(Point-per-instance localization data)
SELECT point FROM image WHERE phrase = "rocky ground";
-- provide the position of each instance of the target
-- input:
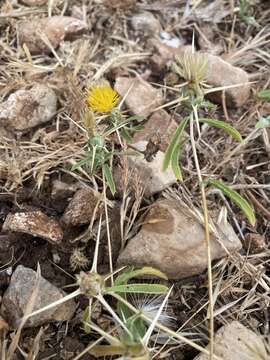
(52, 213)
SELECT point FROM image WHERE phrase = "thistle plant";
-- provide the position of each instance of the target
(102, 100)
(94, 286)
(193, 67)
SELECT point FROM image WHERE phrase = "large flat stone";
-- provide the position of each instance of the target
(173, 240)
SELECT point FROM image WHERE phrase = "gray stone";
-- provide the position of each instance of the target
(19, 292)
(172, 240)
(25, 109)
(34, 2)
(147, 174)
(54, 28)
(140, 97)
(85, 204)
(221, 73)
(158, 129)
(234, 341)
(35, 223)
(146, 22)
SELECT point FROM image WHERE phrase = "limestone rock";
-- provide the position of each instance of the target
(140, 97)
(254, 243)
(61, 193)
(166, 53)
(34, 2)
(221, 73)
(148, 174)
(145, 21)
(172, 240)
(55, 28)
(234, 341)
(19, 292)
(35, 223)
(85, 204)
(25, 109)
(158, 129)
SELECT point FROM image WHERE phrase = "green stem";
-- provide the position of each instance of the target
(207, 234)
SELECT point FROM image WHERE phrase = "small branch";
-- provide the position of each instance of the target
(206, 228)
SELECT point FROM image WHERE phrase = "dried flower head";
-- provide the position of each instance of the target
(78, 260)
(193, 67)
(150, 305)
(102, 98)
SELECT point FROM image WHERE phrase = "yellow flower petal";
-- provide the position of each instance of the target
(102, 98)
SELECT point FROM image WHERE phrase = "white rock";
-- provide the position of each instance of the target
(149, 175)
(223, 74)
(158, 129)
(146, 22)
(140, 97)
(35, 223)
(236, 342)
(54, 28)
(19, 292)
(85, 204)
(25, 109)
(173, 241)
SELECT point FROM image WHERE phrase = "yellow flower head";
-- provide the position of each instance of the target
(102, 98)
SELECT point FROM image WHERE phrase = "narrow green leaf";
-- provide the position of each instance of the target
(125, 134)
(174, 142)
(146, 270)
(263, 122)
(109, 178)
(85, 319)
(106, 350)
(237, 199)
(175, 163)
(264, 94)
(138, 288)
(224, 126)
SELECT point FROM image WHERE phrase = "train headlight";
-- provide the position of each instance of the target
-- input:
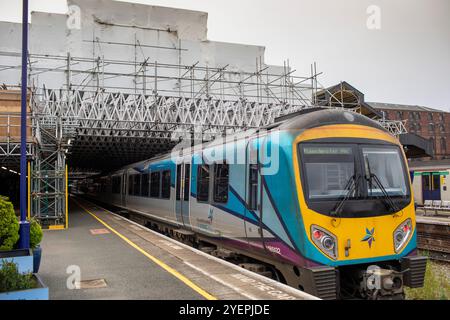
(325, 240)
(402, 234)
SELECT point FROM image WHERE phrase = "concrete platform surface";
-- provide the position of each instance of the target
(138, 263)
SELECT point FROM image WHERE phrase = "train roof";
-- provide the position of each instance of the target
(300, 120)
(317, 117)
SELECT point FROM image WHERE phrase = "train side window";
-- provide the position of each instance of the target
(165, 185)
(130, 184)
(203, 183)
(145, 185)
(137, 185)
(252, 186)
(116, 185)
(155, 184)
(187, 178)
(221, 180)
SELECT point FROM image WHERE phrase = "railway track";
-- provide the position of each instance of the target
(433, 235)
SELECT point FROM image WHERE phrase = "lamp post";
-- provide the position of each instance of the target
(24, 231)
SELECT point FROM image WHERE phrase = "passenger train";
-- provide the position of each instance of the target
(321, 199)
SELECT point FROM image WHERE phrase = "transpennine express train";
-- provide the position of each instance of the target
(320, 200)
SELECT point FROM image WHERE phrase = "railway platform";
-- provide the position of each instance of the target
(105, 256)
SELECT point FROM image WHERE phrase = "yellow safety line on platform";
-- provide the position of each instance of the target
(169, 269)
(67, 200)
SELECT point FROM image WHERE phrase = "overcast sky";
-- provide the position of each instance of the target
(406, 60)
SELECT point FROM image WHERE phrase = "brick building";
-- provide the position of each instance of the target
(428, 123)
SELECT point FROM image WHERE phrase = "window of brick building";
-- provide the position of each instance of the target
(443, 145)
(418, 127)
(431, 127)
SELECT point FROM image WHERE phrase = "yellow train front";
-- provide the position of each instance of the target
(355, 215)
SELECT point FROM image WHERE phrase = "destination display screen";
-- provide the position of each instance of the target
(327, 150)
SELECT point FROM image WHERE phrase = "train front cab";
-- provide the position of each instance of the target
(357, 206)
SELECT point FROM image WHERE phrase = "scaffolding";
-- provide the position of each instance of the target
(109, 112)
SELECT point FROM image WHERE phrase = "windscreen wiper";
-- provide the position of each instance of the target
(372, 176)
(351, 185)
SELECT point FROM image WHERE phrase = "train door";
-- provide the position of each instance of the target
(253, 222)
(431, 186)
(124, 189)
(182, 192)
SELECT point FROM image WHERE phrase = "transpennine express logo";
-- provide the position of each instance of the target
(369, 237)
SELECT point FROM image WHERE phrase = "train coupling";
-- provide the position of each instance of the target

● **EXERCISE BRIEF**
Repeat all of the entries above word for word and omit the pictures.

● **EXERCISE SOLUTION**
SELECT point FROM image WHERE phrase = "rocky ground";
-- provide the position of each instance of the target
-- input:
(52, 213)
SELECT point FROM image WHERE phrase = "thistle plant";
-- provide the position of each instance of the target
(102, 100)
(94, 286)
(193, 67)
SELECT point FROM image WHERE phrase = "large flat stone";
-- provide the position of each instance of the target
(173, 240)
SELECT point FROM image WHERE phrase = "gray stone";
-- provide the position of each instance of the target
(19, 292)
(172, 240)
(25, 109)
(34, 2)
(147, 174)
(54, 28)
(140, 97)
(85, 204)
(221, 73)
(158, 129)
(234, 341)
(35, 223)
(146, 22)
SELECT point FROM image WHERE phrase = "limestone rock";
-- provide the position of each instance of the target
(140, 97)
(254, 243)
(61, 193)
(166, 53)
(34, 2)
(221, 73)
(148, 174)
(145, 21)
(172, 240)
(55, 28)
(234, 341)
(19, 292)
(35, 223)
(85, 204)
(25, 109)
(158, 129)
SELECT point FROM image WHERE phrase = "green stem";
-- provide the position of each instance of the target
(207, 234)
SELECT point FROM image WHERE phrase = "small branch";
-- provide the position of each instance of the target
(206, 228)
SELECT point FROM image WHERE phrase = "dried flower head";
-- provide the position of each instance of the target
(78, 260)
(193, 67)
(150, 305)
(102, 98)
SELECT point FROM image WHERE phrase = "yellow flower petal";
-- provide the position of each instance of the target
(102, 98)
SELECT point FROM image WHERE phrase = "white rock";
-- provide the position of each instance of the target
(149, 175)
(223, 74)
(158, 129)
(146, 22)
(140, 97)
(35, 223)
(236, 342)
(54, 28)
(19, 292)
(85, 204)
(25, 109)
(173, 241)
SELECT point FROM image WHERE phrase = "yellow flower head";
-- provide the position of each instance of the target
(102, 98)
SELECT point FROM image WHERE phrase = "narrow green leaf";
-- provide the position of each instance of the target
(125, 134)
(174, 142)
(146, 270)
(263, 122)
(109, 178)
(85, 319)
(106, 350)
(237, 199)
(175, 163)
(264, 94)
(138, 288)
(224, 126)
SELECT point FROM image WHERE phrase = "train headlight";
-- provide the position of each instance of the target
-- input:
(325, 240)
(402, 234)
SELECT point FROM image WHERE phrase = "concrete platform surface";
-- provide the position of each instance of the target
(138, 263)
SELECT point FROM image WHERE phrase = "train roof";
-- provide the position of each instance of the target
(300, 120)
(317, 117)
SELECT point FROM image WHERE phrase = "train side window";
-- provide the position of each instance of the target
(165, 185)
(130, 184)
(203, 183)
(145, 185)
(137, 185)
(252, 186)
(116, 185)
(155, 184)
(187, 178)
(221, 180)
SELECT point FROM image WHERE phrase = "railway track";
-- provide the position of each instance of the target
(433, 235)
SELECT point FROM image WHERE phrase = "lamp post";
-- provide the position of each instance of the target
(24, 231)
SELECT point FROM image WHERE phrase = "passenger train";
-- provide the position of each instance of the target
(321, 199)
SELECT point FROM image WHERE phrase = "transpennine express train";
-- provide the position of each instance of the target
(320, 200)
SELECT point FROM image WHERE phrase = "railway platform";
-- provide the position of each instance of the target
(105, 256)
SELECT point FROM image WHERE phrase = "yellow safety line on platform";
-- provide the position of each instance of the target
(169, 269)
(67, 200)
SELECT point FROM image WHERE phrase = "overcast sky";
-- provide the position of each instance of the target
(406, 60)
SELECT point FROM image WHERE phrase = "brick building";
-- provide the position of each instance of the target
(428, 123)
SELECT point FROM image WHERE phrase = "window of brick building";
-- provide the position of each instance of the target
(443, 145)
(418, 127)
(431, 127)
SELECT point FROM image WHERE phrase = "yellow train front";
-- provide the position of each instance of the target
(355, 215)
SELECT point FROM image WHERE phrase = "destination display screen";
-- provide the position of each instance of the target
(327, 150)
SELECT point FROM image WHERE phrase = "train front cab";
-- provide the position of each instance of the target
(357, 206)
SELECT point FROM image WHERE phrase = "scaffolding";
-- provide the position of each instance of the target
(109, 112)
SELECT point FROM image WHERE phrase = "windscreen wiper";
-- provide the position of each instance of the target
(372, 176)
(351, 185)
SELECT point FROM image WHERE phrase = "train door";
-- provide the position of each instance of the target
(253, 222)
(431, 186)
(124, 189)
(182, 192)
SELECT point FROM image WHERE phrase = "transpennine express logo";
-- provide the position of each instance of the target
(369, 237)
SELECT point FROM image WHERE phrase = "train coupling";
-- provide the position of each instance of the target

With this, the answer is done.